◆ Required work ◆
Rewrite the records with "lawn" replaced by "grass" and everything else unchanged. Omit the pictures from your answer.

Excerpts from a detection dataset
########

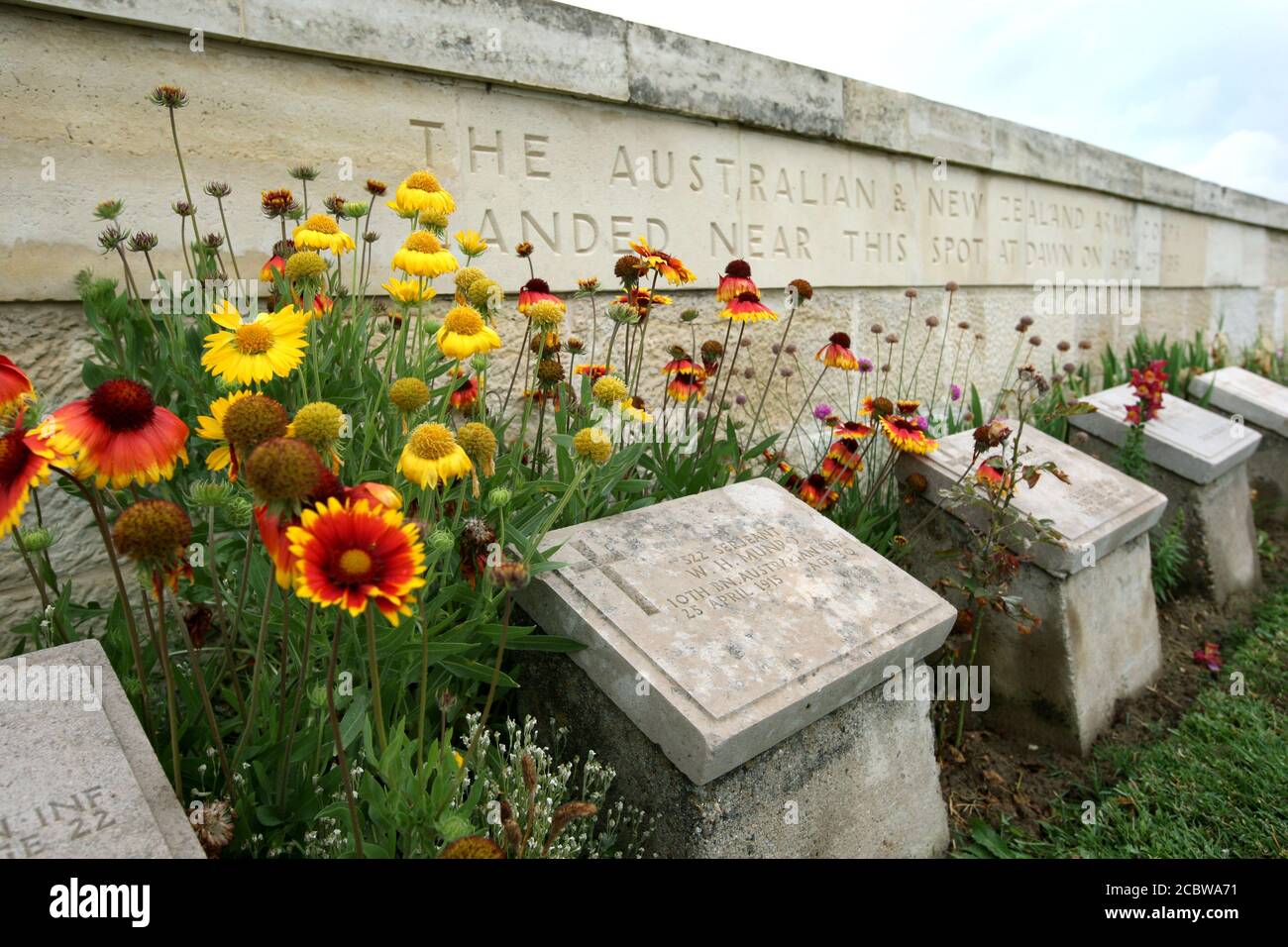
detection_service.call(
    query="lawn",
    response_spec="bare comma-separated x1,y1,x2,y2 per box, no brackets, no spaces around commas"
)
960,585,1288,858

########

◆ Answer for the task ◆
detection_service.call(
    query="grass",
    response_spec="bare comma-separated x1,y1,x2,y2 per box, no brackets, no spaces around commas"
)
960,585,1288,858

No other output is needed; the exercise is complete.